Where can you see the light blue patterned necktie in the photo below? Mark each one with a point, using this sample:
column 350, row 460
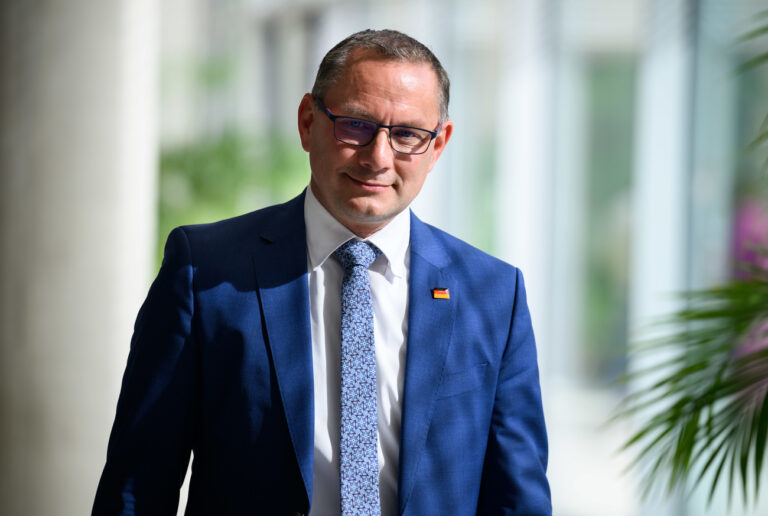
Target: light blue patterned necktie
column 359, row 452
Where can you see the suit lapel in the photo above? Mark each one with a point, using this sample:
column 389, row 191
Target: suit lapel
column 280, row 262
column 430, row 325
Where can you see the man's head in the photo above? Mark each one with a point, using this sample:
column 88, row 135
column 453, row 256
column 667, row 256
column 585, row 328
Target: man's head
column 377, row 77
column 387, row 44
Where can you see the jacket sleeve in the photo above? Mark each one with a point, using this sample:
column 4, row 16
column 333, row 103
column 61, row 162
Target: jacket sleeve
column 153, row 432
column 514, row 474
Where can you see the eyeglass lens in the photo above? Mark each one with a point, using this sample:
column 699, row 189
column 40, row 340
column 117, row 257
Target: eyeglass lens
column 356, row 131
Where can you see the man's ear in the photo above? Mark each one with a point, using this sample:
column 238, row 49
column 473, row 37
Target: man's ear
column 441, row 140
column 306, row 117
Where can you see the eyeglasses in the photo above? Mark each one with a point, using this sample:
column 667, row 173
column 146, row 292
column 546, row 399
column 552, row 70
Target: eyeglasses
column 361, row 132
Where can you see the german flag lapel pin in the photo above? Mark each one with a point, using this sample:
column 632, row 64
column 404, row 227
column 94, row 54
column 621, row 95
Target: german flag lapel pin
column 441, row 293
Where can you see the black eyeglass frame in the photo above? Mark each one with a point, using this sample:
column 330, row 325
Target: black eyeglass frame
column 432, row 134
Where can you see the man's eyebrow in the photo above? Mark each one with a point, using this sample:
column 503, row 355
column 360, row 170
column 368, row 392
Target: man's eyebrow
column 346, row 110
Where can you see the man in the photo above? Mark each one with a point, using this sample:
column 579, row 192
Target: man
column 307, row 381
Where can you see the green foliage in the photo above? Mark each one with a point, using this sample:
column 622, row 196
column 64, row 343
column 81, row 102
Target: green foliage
column 704, row 407
column 225, row 176
column 705, row 410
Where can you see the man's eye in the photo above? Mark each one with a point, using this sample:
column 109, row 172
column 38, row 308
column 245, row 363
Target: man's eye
column 353, row 123
column 404, row 132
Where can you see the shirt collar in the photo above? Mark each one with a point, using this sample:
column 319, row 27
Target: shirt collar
column 325, row 234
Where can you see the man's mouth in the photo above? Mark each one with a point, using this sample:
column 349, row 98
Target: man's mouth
column 371, row 186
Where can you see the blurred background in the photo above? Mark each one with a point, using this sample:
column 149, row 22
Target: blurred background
column 600, row 145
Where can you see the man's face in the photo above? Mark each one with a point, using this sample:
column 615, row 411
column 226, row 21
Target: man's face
column 365, row 187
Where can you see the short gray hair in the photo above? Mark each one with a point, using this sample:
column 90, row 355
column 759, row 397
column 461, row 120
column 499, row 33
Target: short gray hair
column 388, row 44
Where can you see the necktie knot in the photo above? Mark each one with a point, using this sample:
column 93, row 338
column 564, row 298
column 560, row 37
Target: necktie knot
column 355, row 252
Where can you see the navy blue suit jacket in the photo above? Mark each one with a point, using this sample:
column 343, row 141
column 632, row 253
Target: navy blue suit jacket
column 221, row 364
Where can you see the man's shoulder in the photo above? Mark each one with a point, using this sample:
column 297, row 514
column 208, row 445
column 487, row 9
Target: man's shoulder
column 243, row 229
column 457, row 254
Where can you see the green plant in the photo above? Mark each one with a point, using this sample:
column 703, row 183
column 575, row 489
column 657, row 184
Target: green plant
column 704, row 405
column 708, row 403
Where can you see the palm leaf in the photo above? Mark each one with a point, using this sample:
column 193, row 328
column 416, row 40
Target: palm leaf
column 705, row 408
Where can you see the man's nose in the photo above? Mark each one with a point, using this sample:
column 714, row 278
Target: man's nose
column 378, row 154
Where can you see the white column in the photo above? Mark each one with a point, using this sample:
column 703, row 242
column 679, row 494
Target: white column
column 659, row 245
column 524, row 174
column 77, row 162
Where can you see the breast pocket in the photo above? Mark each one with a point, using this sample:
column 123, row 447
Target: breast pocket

..............................

> **Objective**
Extract every line of the data above verbatim, omitting the pictures.

> **Response to the task**
Where can you see the light blue patterned necktie in the photo below? Mark each one with a point, using this sample:
column 350, row 460
Target: light blue patterned necktie
column 359, row 452
Where can you see the suit lapel in the photo above? Mark each one with a point, using this sample:
column 389, row 191
Target: suit lapel
column 280, row 262
column 430, row 325
Where can you see the man's head in the photo above? Mark each one with a point, using this sample:
column 88, row 135
column 453, row 256
column 667, row 256
column 585, row 328
Target: man's head
column 377, row 77
column 387, row 44
Where can you see the jacket sleeve in the photo above? Mark each one with a point, using this sample:
column 4, row 16
column 333, row 103
column 61, row 162
Target: jacket sleeve
column 153, row 432
column 514, row 474
Where can you see the eyeglass lens in the photo above? Mark each one with a point, using this sample:
column 699, row 189
column 40, row 340
column 117, row 257
Target: eyeglass lens
column 356, row 131
Where can you see the man's ear in the photo above? Mark each one with a point, using this sample:
column 238, row 49
column 473, row 37
Target: man's ear
column 441, row 140
column 306, row 117
Where can you see the eyeglasses in the photo above? Mark each one with a point, using this sample:
column 667, row 173
column 146, row 292
column 546, row 399
column 552, row 70
Target: eyeglasses
column 361, row 132
Where can you see the german flag lapel pin in the photo above? Mark each one with a point, using this sample:
column 632, row 64
column 404, row 227
column 94, row 54
column 621, row 95
Target: german flag lapel pin
column 441, row 293
Where can you see the black eyeglass frame in the photo above? Mark each one with a point, using this sample:
column 330, row 325
Target: black eyeglass frame
column 432, row 134
Where can you see the man's eyebrow in the photo above? Mark each one with a point, using this sample:
column 503, row 355
column 360, row 170
column 368, row 392
Target: man's eyebrow
column 346, row 110
Where can you see the man in the photo above? Mark each one with a point, using this sample:
column 579, row 192
Target: man
column 307, row 381
Where can you see the green foliage in the photo above? Mark each one with a point, using this sample:
column 622, row 196
column 64, row 343
column 81, row 102
Target: green foliage
column 704, row 407
column 225, row 176
column 705, row 410
Where can you see the man's eye in the photo above? Mark each one with a point, using this sample:
column 109, row 172
column 38, row 308
column 245, row 363
Target: man's eye
column 353, row 123
column 404, row 132
Where can you see the shirt collar in the photo above? Mark each one with a point, using this sample:
column 319, row 27
Target: shirt collar
column 325, row 234
Where can you see the man's mouth in the photo above? Mark each one with a point, using this sample:
column 349, row 98
Target: man's mouth
column 371, row 186
Where can you see the blurred background in the photo above? Mark each one with a point, using this sample:
column 149, row 22
Target: blurred background
column 600, row 145
Where can you see the man's face in the photo above? Mark each one with a point, using this sample:
column 615, row 411
column 226, row 21
Target: man's face
column 365, row 187
Where can you see the short gray hair in the photo above? Mark each one with a point, using this sample:
column 90, row 355
column 759, row 397
column 461, row 120
column 499, row 33
Target: short gray hair
column 388, row 44
Where can you see the necktie knot in the photo above? Mark each one with a point, using this sample:
column 93, row 338
column 564, row 298
column 560, row 37
Target: necktie knot
column 355, row 252
Where can you see the navy blue suit jacket in the photo above? Mark each one with a point, using this sample:
column 343, row 141
column 632, row 253
Target: navy blue suit jacket
column 221, row 364
Where can you see the man's shoulder in the photo above? Mark each one with a point, using this sample:
column 297, row 514
column 208, row 445
column 487, row 9
Target: man's shoulder
column 243, row 229
column 457, row 254
Where can you see the green plant in the photo above? Mark each one with a point, using this sample:
column 703, row 183
column 575, row 489
column 657, row 184
Target: green plant
column 704, row 405
column 708, row 403
Where can you see the palm leaf in the photo above? Mark each one with a point, using this sample:
column 193, row 328
column 416, row 40
Target: palm leaf
column 705, row 408
Where can you see the man's nose in the photo above? Mark each one with a point, using this sample:
column 714, row 278
Target: man's nose
column 378, row 154
Where can you see the white column in the photo above? Mark each one with a point, using this sample:
column 703, row 242
column 679, row 494
Target: white column
column 659, row 245
column 524, row 174
column 77, row 162
Where can you see the breast pocket in the photo above? Mark each one with a point, using this sample:
column 123, row 447
Target: breast pocket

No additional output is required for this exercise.